▶ Extrait de page
Hier, il attaquait Alassane Ouattara dont il baigne actuellement dans la proximité et dont il bénéficie des largesses. Les présidents Bédié et Laurent Gbagbo ont eux-aussi fait les frais de la plume inutilement acerbe de Venance Konan. Aujourd’hui, c’est Tidjane Thiam sa cible à qui il reproche d’avoir séjourné longtemps en Europe, unique argument qu’il brandit au soutien de ses théories : « mais je me demande s’il est encore Ivoirien ». Bref !

Au-delà de toutes ces incantations, il faut rappeler à Venance Konan que la culture relève en grande partie de processus complexes. Elle nous définit, détermine notre façon d’être, construit et sédimente solidement notre personnalité intérieure profonde. On peut être sous l’influence d’emprunts culturels étrangers, mais ceux-ci ne peuvent substantiellement bousculer ou faire varier ce que nous sommes fondamentalement. Notre culture profonde, celle qui forge notre humanité, n’est donc pas sujette à des changements radicaux, faciles et automatiques. C’est pourquoi une nouvelle nationalité ne peut déraciner, ni abâtardir Tidjane Thiam. Ce dernier reste foncièrement et radicalement ivoirien, tant au plan culturel qu’à celui de la nationalité.

▶ Données fournies
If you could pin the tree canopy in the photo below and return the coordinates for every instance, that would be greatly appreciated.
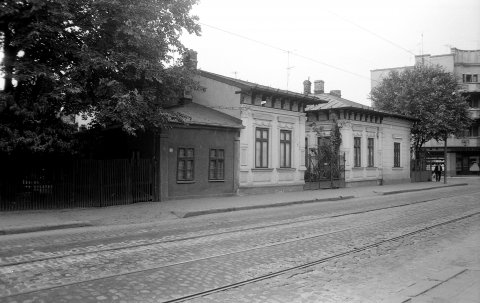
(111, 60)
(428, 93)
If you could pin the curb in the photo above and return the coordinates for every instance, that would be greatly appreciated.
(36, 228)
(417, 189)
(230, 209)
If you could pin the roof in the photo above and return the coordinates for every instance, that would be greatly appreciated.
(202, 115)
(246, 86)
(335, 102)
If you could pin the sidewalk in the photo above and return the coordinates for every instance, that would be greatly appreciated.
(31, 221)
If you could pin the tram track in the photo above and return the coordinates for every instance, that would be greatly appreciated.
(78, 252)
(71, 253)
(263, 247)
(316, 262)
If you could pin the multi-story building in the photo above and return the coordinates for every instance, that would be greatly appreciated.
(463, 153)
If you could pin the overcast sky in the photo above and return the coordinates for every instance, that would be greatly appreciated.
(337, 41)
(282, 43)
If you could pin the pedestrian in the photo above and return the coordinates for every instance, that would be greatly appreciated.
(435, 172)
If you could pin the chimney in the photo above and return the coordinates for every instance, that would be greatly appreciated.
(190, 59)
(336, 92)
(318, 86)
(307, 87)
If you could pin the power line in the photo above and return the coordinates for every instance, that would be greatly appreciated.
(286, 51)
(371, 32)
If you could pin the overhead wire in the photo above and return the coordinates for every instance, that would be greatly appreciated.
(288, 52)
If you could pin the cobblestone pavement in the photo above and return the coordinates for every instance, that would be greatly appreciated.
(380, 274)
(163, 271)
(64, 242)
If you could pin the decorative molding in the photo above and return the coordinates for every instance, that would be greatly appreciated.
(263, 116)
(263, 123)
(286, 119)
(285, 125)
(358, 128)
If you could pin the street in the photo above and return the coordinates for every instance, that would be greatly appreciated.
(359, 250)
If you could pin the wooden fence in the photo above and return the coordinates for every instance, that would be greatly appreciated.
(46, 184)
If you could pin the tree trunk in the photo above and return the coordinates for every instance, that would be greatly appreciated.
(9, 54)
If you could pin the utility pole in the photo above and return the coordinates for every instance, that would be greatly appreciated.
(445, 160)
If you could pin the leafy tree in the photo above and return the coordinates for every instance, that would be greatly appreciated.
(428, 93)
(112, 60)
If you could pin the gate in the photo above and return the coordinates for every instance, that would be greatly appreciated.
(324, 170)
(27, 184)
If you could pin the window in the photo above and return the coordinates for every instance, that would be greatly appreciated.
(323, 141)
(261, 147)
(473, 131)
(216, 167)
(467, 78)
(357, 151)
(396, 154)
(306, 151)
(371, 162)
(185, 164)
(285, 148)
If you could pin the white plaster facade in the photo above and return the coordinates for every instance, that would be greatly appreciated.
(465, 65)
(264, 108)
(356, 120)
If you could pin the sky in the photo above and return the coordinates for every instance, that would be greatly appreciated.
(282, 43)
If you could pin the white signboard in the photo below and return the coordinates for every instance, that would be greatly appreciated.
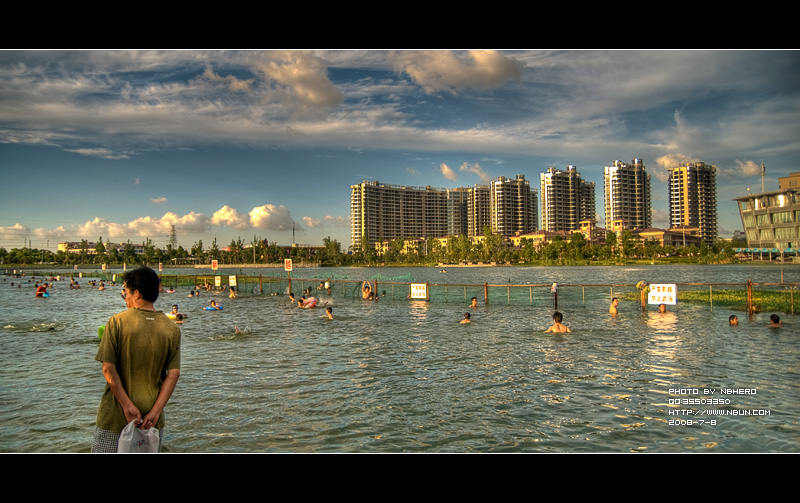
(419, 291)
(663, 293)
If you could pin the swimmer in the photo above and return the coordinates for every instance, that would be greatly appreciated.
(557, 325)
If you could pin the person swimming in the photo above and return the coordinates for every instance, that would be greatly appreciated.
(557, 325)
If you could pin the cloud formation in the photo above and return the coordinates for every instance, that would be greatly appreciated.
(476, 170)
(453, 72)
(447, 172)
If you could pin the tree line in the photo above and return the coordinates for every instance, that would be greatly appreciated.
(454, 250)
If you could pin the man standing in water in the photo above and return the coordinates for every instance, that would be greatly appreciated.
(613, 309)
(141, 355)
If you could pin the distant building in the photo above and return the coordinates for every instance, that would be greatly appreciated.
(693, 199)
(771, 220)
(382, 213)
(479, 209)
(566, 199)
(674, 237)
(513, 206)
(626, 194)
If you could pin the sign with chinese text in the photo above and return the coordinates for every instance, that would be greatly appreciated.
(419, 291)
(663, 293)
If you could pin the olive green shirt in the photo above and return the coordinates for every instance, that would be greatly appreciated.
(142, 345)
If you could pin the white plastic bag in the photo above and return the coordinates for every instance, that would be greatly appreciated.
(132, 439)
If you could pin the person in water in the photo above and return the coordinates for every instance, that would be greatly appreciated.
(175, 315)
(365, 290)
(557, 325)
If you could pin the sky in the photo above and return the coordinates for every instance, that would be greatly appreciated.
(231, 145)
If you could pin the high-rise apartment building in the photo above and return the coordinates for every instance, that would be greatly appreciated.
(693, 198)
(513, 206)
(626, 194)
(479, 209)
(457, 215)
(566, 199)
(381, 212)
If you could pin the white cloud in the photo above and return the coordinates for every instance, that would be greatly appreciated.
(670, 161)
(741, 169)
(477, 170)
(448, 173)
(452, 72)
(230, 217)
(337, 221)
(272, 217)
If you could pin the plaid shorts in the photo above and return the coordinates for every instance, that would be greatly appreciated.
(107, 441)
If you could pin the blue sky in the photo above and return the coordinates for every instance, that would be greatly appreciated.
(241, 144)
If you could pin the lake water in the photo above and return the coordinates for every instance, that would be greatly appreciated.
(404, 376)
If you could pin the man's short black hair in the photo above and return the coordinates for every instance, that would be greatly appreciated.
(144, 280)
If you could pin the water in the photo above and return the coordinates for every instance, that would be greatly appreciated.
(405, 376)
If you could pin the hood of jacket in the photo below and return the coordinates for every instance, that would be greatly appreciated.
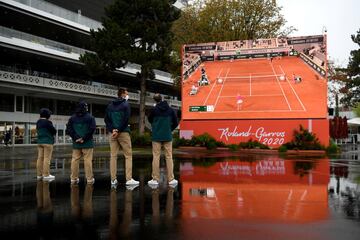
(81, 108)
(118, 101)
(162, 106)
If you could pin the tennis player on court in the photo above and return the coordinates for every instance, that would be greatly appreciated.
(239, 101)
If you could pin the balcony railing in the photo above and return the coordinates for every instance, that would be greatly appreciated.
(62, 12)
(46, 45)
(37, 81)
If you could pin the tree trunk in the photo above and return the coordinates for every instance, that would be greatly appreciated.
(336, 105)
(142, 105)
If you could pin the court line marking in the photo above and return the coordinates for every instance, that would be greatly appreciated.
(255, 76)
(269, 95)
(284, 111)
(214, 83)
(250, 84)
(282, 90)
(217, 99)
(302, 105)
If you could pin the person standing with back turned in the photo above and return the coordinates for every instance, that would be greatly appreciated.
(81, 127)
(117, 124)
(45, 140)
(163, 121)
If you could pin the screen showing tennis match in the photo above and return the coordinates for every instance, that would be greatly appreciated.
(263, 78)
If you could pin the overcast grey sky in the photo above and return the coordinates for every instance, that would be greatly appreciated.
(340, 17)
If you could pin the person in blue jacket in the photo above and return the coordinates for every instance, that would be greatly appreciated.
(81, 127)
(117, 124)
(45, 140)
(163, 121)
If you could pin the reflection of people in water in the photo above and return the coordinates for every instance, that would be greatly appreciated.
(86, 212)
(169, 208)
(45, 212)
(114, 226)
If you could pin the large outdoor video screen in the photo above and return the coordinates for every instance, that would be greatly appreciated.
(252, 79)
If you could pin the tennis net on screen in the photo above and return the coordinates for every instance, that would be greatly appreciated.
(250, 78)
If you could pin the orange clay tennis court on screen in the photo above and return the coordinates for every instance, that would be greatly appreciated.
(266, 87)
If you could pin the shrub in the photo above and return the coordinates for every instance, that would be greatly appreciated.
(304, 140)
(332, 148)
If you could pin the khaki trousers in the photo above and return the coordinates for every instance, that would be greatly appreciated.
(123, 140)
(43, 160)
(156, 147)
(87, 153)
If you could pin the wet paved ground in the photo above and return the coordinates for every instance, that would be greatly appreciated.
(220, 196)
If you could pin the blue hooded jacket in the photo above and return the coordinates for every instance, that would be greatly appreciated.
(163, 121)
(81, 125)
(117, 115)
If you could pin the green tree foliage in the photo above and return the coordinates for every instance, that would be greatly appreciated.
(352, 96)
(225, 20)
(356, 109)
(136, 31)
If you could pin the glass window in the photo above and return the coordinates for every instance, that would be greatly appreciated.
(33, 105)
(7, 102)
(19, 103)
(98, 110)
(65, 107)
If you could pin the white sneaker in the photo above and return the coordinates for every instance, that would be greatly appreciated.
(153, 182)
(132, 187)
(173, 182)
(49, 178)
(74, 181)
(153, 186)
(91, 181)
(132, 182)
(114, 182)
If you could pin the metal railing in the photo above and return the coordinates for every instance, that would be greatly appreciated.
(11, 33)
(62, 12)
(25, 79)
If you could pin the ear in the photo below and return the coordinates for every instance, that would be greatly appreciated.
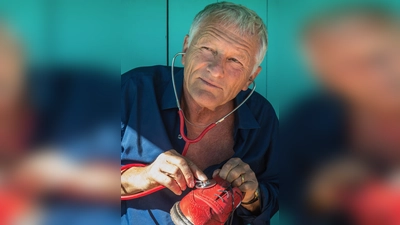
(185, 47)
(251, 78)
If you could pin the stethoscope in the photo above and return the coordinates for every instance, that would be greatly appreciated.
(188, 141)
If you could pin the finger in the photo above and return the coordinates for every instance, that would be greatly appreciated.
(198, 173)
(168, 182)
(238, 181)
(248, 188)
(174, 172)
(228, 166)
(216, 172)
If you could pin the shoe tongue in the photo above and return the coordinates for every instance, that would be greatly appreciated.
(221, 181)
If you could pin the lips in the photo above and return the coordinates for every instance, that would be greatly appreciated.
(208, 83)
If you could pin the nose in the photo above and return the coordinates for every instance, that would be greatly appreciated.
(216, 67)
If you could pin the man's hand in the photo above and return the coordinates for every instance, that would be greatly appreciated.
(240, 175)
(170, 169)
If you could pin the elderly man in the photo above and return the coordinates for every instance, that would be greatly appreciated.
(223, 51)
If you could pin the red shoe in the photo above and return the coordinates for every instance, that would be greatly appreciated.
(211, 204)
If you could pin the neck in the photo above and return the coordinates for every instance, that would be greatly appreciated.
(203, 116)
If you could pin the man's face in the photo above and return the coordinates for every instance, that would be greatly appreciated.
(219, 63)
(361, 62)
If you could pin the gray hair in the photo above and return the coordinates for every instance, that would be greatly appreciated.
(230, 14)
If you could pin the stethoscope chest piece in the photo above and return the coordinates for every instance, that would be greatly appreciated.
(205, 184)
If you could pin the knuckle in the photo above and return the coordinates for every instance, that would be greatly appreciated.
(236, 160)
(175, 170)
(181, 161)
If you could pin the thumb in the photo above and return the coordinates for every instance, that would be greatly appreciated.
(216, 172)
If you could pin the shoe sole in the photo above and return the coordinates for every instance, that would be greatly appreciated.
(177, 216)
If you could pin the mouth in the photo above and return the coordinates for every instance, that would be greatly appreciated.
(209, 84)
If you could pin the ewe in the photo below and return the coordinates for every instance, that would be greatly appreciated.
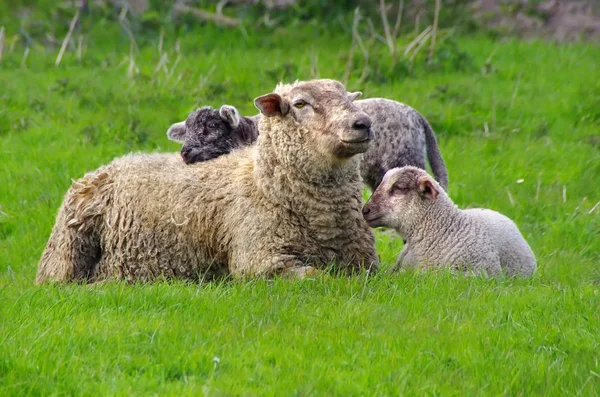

▶ Consigne écrite 1
Reproduisez fidèlement le passage de l'extrait de page qui va de « Au-delà de toutes » jusqu'à « de la nationalité. » inclus.
▶ Consigne écrite 2
Dénombrez les lignes des enregistrements où figure la chaîne « hair », en tenant compte de la casse, et indiquez uniquement ce nombre.

▶ Résultat de l'exercice 1
Au-delà de toutes ces incantations, il faut rappeler à Venance Konan que la culture relève en grande partie de processus complexes. Elle nous définit, détermine notre façon d’être, construit et sédimente solidement notre personnalité intérieure profonde. On peut être sous l’influence d’emprunts culturels étrangers, mais ceux-ci ne peuvent substantiellement bousculer ou faire varier ce que nous sommes fondamentalement. Notre culture profonde, celle qui forge notre humanité, n’est donc pas sujette à des changements radicaux, faciles et automatiques. C’est pourquoi une nouvelle nationalité ne peut déraciner, ni abâtardir Tidjane Thiam. Ce dernier reste foncièrement et radicalement ivoirien, tant au plan culturel qu’à celui de la nationalité.

▶ Résultat de l'exercice 2
2